SET TASK >> In the material below, repeat only the lines from the one that holds "Can you see the white" through the final line, exactly as they stand.

# start of SOURCE DATA

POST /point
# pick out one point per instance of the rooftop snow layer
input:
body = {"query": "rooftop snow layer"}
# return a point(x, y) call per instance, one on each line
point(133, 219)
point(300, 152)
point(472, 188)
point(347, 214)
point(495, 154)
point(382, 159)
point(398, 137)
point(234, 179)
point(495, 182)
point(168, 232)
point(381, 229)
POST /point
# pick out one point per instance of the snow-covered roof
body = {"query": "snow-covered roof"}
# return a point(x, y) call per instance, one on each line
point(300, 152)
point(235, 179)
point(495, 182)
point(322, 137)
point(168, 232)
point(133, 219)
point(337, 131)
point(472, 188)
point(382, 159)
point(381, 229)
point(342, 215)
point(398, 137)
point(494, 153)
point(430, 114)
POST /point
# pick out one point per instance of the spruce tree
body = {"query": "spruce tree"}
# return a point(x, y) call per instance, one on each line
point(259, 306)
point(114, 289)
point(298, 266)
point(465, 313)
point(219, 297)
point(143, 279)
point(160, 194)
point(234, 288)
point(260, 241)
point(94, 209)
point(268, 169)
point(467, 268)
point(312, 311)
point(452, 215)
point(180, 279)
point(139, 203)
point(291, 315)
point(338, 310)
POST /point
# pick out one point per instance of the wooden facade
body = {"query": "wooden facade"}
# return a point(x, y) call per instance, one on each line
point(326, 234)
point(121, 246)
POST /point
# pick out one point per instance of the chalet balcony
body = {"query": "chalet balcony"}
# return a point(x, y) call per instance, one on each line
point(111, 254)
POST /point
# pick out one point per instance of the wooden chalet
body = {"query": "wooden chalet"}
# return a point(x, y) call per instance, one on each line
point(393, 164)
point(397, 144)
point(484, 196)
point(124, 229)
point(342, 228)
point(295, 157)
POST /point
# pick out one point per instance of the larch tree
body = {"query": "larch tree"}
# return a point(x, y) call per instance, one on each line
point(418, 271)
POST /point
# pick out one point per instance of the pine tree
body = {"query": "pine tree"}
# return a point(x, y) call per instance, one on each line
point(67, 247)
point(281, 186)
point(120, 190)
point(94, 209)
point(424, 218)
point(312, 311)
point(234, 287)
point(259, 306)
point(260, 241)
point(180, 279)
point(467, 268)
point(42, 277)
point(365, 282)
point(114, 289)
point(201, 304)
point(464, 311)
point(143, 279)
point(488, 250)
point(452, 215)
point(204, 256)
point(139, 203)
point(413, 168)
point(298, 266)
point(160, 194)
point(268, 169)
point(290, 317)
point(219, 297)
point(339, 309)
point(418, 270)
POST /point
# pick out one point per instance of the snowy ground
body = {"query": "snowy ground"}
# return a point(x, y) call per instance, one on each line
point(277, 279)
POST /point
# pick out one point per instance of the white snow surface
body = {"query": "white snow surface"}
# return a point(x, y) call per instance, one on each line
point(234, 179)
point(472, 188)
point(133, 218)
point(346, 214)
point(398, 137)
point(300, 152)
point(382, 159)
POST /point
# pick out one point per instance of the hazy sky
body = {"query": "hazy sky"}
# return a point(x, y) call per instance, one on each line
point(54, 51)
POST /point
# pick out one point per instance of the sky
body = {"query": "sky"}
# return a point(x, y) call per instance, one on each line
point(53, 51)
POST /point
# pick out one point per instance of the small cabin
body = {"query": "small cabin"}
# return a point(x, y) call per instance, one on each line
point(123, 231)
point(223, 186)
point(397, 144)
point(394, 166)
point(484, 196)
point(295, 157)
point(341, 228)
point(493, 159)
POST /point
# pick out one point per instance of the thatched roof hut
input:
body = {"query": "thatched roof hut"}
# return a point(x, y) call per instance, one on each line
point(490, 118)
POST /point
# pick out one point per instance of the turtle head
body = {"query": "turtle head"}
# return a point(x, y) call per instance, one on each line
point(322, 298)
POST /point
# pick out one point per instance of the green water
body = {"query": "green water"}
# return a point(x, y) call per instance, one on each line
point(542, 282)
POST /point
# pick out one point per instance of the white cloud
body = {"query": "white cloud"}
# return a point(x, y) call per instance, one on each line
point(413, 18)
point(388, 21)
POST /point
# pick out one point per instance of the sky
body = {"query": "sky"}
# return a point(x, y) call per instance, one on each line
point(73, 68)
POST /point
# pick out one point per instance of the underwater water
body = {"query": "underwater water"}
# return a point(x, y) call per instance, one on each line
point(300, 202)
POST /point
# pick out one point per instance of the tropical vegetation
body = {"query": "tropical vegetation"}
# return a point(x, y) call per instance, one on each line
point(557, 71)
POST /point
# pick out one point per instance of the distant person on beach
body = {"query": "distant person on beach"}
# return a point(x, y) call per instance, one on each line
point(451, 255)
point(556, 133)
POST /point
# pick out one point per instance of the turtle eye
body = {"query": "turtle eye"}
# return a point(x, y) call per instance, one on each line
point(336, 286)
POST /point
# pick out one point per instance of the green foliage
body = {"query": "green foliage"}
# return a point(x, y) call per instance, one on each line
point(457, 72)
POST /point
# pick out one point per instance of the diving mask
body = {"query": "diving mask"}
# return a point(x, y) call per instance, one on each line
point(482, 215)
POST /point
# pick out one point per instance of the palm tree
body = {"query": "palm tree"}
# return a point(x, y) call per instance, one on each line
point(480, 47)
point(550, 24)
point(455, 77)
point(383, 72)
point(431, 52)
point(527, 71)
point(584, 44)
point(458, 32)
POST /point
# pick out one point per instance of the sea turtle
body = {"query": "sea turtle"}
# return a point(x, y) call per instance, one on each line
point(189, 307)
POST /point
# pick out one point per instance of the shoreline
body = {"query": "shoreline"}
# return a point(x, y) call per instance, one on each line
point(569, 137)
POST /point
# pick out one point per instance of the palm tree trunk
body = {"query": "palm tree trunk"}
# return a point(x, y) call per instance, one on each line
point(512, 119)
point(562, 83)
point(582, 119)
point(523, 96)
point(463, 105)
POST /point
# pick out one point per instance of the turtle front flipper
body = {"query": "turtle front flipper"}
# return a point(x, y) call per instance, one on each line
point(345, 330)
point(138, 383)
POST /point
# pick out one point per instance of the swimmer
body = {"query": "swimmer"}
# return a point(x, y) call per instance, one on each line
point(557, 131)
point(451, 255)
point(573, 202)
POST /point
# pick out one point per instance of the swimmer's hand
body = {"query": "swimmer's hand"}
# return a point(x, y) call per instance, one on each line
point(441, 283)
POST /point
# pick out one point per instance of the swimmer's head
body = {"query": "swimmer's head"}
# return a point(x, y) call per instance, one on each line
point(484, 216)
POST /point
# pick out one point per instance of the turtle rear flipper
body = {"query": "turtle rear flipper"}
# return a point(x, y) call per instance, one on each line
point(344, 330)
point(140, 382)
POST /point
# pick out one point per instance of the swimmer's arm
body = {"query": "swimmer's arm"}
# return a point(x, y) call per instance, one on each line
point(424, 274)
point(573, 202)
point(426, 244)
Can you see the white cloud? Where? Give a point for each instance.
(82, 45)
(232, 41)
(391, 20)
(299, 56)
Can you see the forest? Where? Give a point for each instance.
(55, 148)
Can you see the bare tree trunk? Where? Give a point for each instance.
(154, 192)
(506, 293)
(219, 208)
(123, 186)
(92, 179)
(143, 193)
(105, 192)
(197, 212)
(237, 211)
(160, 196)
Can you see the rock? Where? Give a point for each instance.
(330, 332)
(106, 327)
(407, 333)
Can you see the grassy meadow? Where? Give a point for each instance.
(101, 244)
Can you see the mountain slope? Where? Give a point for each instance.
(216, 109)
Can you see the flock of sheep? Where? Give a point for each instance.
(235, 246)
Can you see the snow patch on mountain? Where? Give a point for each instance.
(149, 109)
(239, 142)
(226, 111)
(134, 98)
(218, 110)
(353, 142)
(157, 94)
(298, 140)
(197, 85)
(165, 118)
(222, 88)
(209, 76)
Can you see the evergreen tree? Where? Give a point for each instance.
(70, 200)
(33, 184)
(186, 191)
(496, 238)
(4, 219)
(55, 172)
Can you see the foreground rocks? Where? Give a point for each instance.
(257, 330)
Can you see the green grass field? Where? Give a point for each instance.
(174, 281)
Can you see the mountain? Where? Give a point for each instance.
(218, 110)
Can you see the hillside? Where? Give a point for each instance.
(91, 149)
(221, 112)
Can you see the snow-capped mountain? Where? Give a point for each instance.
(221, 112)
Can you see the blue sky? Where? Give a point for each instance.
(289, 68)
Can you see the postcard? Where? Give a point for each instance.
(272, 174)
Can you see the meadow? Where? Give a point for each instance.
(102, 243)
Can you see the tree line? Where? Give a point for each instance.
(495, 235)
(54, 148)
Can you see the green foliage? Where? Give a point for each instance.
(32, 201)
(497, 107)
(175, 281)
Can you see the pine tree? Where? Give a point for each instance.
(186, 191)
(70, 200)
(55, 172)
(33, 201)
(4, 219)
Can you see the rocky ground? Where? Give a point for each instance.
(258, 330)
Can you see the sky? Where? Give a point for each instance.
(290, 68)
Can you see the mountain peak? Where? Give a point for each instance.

# end of SOURCE DATA

SOLUTION >>
Can you see the white cloud? Where? Give a point for each instance.
(82, 45)
(232, 41)
(391, 20)
(299, 56)
Can you see the forest? Where? Give a point for each instance.
(55, 148)
Can you see the bare tree trunk? Where? Give a point for each instance.
(154, 192)
(506, 293)
(219, 208)
(123, 186)
(92, 179)
(143, 193)
(105, 192)
(197, 212)
(237, 211)
(160, 196)
Can you see the rock? Where? Give a point for each instance.
(330, 332)
(106, 327)
(407, 333)
Can you see the grassy meadow? Where? Give a point for each instance.
(101, 244)
Can you see the mountain slope? Where? Give a point for each instance.
(216, 109)
Can you see the flock of sheep? Where? Give a point for each instance.
(235, 246)
Can you see the snow patch on mountain? Where? Give a point for each instance.
(149, 109)
(239, 142)
(226, 111)
(134, 98)
(218, 110)
(353, 142)
(157, 94)
(298, 140)
(197, 85)
(165, 118)
(222, 88)
(209, 76)
Can you see the evergreen tree? Where? Give a point for each instance.
(70, 200)
(33, 184)
(186, 191)
(496, 238)
(4, 219)
(55, 172)
Can you see the foreground rocks? Where? Give a point for each instance.
(257, 330)
Can you see the green grass field? Where? Give a point for each instance.
(174, 281)
Can you see the mountain? Where? Give a point for each instance.
(218, 110)
Can you see the hillside? Where? Give a point for each instance.
(91, 149)
(221, 112)
Can you see the snow-capped mountain? Where? Give a point for each instance.
(221, 112)
Can you see the blue sky? Where? Give a point for each instance.
(289, 68)
Can you see the postcard? Where? Give a point for each instance.
(272, 174)
Can you see the meadow? Where? Give a point for each instance.
(102, 243)
Can you see the tree line? Where? Give a point for each instance.
(495, 235)
(54, 148)
Can you see the green foliage? Where? Give a point for each instance.
(32, 201)
(497, 107)
(175, 281)
Can you see the pine tree? Where? Give a point for each instance.
(186, 191)
(70, 200)
(55, 172)
(33, 201)
(4, 219)
Can you see the rocky ground? Where? Give a point for each instance.
(258, 330)
Can you see the sky? Where? Give a point for each instance.
(290, 68)
Can you see the mountain peak? Where? Give a point for each instance.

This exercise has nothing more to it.